Section 23. Bond Insurance. The City Council finds that it is in the City's best interest to
purchase, and that a savings will result from purchasing the Insurance Policy for the Bonds. The
City shall purchase from the Insurer the Insurance Policy insuring the prompt payment of the
principal of and interest on the Bonds and agrees to the conditions for obtaining that policy,
including the payment of the premium therefor and the following provisions entitled "Provisions
Relating to Bond Insurance"required by the Insurer to be included in this ordinance, the provisions
of this section or article shall govern, notwithstanding anything to the contrary set forth in this
ordinance, or individually in the appropriate sections:
"(a) The prior written consent of the Insurer shall be a condition precedent to the deposit of
any credit instrument provided in lieu of a cash deposit into the Debt Service Reserve
Fund if any. Notwithstanding anything to the contrary set forth in the Ordinance,
amounts on deposit in the Debt Service Reserve Fund shall be applied solely to the
payment of debt service due on the Bonds.

TASK DESCRIPTION -
In the bond insurance section, what may amounts on deposit in the Debt Service Reserve Fund be used for?

RAW DATA -
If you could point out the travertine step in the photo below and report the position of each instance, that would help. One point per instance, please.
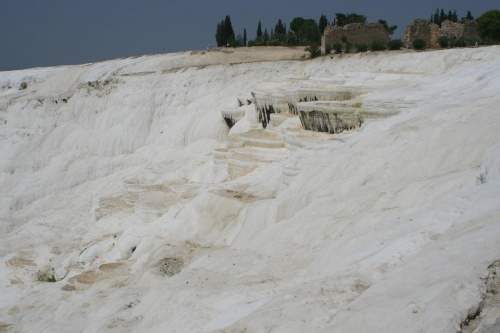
(262, 138)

RESPONSE TO THIS EXERCISE -
Only the payment of debt service due on the Bonds.